■ **WORK TO DO**:
Which lines in the entries below contain the string "green"? Pull out each of them in full, and count a line only when its letter case matches.
----------------------------------------
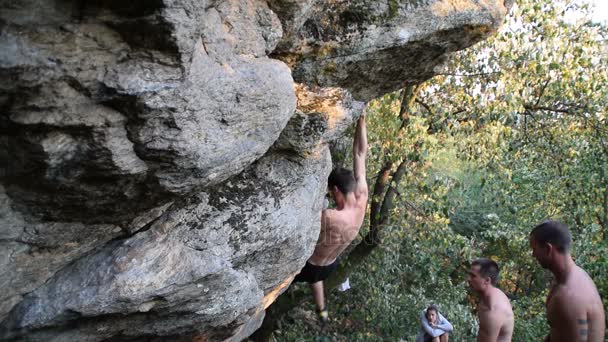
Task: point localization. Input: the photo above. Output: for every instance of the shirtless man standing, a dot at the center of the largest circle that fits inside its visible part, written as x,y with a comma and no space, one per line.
574,309
494,310
339,226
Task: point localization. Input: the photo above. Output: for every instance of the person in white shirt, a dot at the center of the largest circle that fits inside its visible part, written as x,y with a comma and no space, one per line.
433,326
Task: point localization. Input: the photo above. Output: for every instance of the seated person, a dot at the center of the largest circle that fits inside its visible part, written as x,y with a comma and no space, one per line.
433,326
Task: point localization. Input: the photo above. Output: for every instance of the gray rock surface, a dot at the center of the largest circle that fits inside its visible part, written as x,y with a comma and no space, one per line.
161,172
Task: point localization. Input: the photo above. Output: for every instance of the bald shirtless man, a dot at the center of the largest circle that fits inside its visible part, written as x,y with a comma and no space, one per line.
574,309
494,310
339,226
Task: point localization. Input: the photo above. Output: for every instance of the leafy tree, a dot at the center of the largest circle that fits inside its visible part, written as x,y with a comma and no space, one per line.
513,132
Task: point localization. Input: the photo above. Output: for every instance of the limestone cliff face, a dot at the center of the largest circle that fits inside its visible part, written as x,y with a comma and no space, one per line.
163,163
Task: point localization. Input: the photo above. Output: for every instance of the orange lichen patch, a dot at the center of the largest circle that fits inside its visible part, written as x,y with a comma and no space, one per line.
482,30
447,7
327,101
270,297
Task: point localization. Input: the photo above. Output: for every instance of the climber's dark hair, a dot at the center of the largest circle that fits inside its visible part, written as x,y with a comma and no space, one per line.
553,232
487,269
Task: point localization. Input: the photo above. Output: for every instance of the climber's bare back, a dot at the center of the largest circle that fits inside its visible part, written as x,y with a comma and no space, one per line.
338,229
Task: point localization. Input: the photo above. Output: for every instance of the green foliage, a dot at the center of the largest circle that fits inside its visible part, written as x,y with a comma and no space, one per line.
514,132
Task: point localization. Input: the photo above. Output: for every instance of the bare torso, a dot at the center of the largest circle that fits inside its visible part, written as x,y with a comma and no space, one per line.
496,314
338,229
575,310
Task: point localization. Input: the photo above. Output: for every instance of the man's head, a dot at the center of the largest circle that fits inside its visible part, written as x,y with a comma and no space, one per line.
342,180
483,273
431,314
548,240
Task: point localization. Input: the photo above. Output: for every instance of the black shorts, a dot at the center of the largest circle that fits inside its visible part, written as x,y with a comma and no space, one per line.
313,273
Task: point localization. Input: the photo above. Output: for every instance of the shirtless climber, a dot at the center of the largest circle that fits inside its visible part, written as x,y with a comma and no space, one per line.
496,320
574,309
339,226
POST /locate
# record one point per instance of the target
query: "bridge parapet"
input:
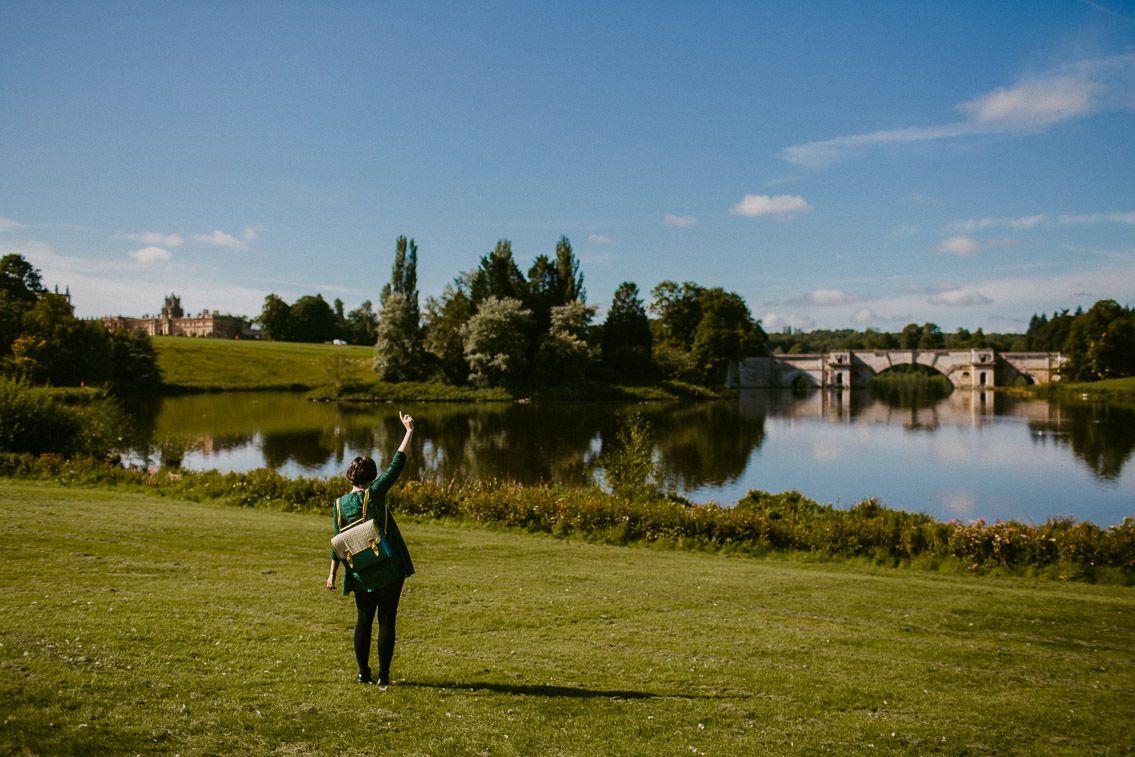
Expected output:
(968, 369)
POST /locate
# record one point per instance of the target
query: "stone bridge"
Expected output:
(967, 369)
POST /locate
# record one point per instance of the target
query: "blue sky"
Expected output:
(838, 165)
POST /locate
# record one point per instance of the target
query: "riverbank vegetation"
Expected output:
(169, 636)
(761, 523)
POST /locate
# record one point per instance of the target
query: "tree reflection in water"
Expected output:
(1101, 435)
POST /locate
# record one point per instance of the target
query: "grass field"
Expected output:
(227, 364)
(132, 624)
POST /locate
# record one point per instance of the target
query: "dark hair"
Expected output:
(361, 471)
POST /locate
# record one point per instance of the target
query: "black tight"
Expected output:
(385, 602)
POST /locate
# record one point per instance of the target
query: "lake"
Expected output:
(969, 455)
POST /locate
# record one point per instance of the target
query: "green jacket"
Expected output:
(349, 510)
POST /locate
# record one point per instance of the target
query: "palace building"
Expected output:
(173, 321)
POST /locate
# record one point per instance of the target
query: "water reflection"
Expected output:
(1101, 435)
(984, 450)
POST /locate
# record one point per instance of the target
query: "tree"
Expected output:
(570, 278)
(496, 343)
(19, 289)
(397, 347)
(627, 341)
(362, 324)
(679, 311)
(134, 362)
(276, 319)
(497, 276)
(445, 318)
(564, 356)
(59, 348)
(311, 319)
(1101, 343)
(725, 333)
(404, 276)
(398, 341)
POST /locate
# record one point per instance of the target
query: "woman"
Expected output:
(377, 588)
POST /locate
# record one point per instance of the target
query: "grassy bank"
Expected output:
(165, 627)
(343, 372)
(761, 523)
(1109, 389)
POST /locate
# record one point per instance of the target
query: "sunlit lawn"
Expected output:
(132, 624)
(251, 364)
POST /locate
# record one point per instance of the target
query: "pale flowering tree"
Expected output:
(496, 342)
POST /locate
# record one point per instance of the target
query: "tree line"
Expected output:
(497, 325)
(42, 342)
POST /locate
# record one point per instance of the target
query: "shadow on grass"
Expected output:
(547, 690)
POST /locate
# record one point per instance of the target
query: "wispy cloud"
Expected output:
(1074, 91)
(151, 254)
(825, 299)
(902, 232)
(1098, 218)
(958, 245)
(959, 299)
(223, 240)
(152, 237)
(778, 322)
(781, 205)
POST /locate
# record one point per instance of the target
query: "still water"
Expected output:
(965, 456)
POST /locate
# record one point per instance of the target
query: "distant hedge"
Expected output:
(759, 523)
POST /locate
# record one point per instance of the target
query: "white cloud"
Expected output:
(221, 240)
(959, 299)
(151, 254)
(1034, 104)
(981, 224)
(958, 245)
(1073, 91)
(778, 322)
(754, 205)
(152, 237)
(824, 299)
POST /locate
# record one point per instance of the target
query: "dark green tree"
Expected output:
(19, 288)
(134, 363)
(627, 339)
(497, 276)
(398, 347)
(445, 317)
(276, 319)
(362, 324)
(311, 319)
(570, 278)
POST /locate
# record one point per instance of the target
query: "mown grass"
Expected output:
(344, 372)
(232, 364)
(133, 624)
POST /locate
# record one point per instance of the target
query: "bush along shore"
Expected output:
(759, 524)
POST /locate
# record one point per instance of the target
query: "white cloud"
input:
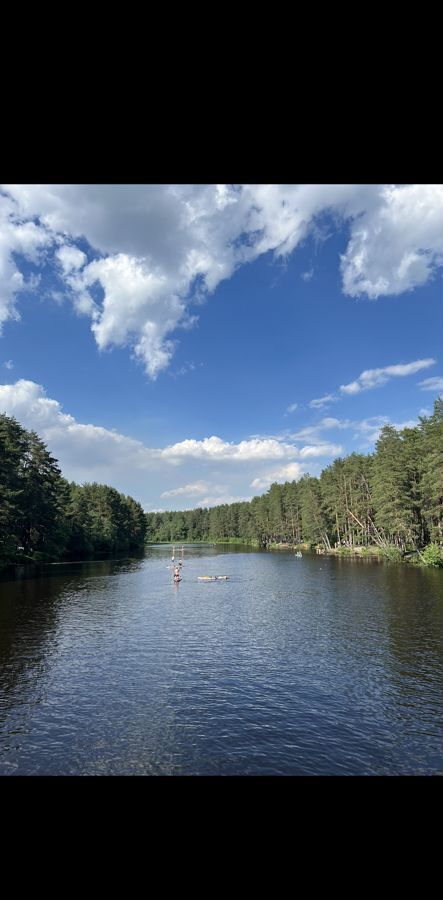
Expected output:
(291, 472)
(372, 378)
(161, 246)
(188, 490)
(323, 401)
(220, 500)
(70, 258)
(214, 448)
(396, 245)
(432, 384)
(324, 449)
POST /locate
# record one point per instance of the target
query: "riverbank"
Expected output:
(430, 556)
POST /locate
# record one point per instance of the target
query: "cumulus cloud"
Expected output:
(158, 248)
(323, 401)
(188, 490)
(432, 384)
(291, 472)
(396, 244)
(372, 378)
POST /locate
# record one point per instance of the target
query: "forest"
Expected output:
(391, 500)
(43, 517)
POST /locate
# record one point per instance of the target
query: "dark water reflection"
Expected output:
(312, 666)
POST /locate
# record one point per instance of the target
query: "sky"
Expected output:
(192, 344)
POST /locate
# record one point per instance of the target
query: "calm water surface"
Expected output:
(313, 666)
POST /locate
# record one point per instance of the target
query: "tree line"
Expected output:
(44, 517)
(392, 498)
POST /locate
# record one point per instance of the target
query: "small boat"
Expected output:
(212, 577)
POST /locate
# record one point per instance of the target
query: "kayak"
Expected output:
(212, 577)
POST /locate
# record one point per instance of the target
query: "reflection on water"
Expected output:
(293, 666)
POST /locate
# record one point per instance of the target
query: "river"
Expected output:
(312, 666)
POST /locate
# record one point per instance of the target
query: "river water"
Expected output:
(312, 666)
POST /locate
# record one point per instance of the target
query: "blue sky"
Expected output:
(190, 344)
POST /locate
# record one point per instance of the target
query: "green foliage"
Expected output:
(388, 503)
(432, 555)
(43, 518)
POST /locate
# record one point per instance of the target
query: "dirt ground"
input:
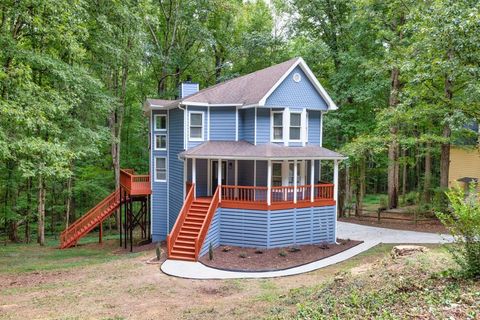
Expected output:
(130, 288)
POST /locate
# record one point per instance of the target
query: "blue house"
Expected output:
(239, 163)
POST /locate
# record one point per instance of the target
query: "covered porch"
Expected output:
(262, 177)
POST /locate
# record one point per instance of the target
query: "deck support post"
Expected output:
(219, 181)
(235, 194)
(312, 180)
(194, 177)
(295, 183)
(269, 182)
(100, 233)
(335, 180)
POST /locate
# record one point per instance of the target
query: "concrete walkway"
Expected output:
(371, 236)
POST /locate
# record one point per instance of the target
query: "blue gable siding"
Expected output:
(159, 189)
(314, 127)
(296, 94)
(222, 123)
(263, 125)
(175, 166)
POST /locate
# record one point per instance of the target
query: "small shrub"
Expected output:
(463, 222)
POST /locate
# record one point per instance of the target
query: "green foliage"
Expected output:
(463, 222)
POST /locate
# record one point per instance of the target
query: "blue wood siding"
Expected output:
(296, 94)
(247, 125)
(159, 189)
(270, 229)
(175, 166)
(191, 144)
(223, 123)
(263, 125)
(314, 127)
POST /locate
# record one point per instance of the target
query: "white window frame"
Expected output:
(302, 125)
(155, 122)
(157, 135)
(155, 169)
(190, 125)
(272, 126)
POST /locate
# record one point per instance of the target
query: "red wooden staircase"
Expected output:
(70, 236)
(187, 236)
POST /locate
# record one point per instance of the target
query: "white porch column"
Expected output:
(295, 181)
(269, 182)
(335, 180)
(312, 180)
(219, 181)
(194, 177)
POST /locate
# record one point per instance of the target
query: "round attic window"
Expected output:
(297, 77)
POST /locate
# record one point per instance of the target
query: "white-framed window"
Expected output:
(160, 142)
(160, 169)
(277, 174)
(196, 126)
(277, 125)
(295, 126)
(160, 122)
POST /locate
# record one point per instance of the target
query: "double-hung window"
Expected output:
(295, 126)
(160, 169)
(160, 122)
(160, 141)
(196, 126)
(277, 124)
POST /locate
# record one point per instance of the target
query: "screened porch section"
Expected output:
(262, 184)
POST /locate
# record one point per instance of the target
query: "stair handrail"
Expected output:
(91, 214)
(172, 236)
(212, 208)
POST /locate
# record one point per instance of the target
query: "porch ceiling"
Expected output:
(242, 150)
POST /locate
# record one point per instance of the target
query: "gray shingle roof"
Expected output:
(244, 90)
(246, 150)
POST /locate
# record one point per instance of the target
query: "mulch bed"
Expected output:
(432, 226)
(251, 259)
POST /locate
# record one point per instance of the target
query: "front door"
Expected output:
(215, 175)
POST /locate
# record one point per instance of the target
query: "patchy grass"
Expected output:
(403, 288)
(17, 258)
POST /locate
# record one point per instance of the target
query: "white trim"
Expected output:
(155, 122)
(300, 62)
(155, 168)
(236, 124)
(202, 138)
(155, 141)
(290, 126)
(272, 114)
(321, 129)
(255, 128)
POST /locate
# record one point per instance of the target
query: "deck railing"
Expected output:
(279, 195)
(135, 184)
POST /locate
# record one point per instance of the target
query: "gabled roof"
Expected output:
(251, 89)
(245, 150)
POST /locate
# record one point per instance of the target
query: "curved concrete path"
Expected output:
(371, 236)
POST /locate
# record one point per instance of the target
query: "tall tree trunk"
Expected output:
(41, 211)
(393, 148)
(427, 179)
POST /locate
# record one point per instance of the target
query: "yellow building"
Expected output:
----------------------------------------
■ **RESULT OF THE EXERCISE**:
Task: point localization. Input: the photo above. Output: for every instance of the green foliage, a dot at the center of the largest circle that fits inside its visible part, written as x,y with a comma and no space, one per line.
query: "green jacket"
query: "dark green tree"
query: "green foliage"
query: "green foliage"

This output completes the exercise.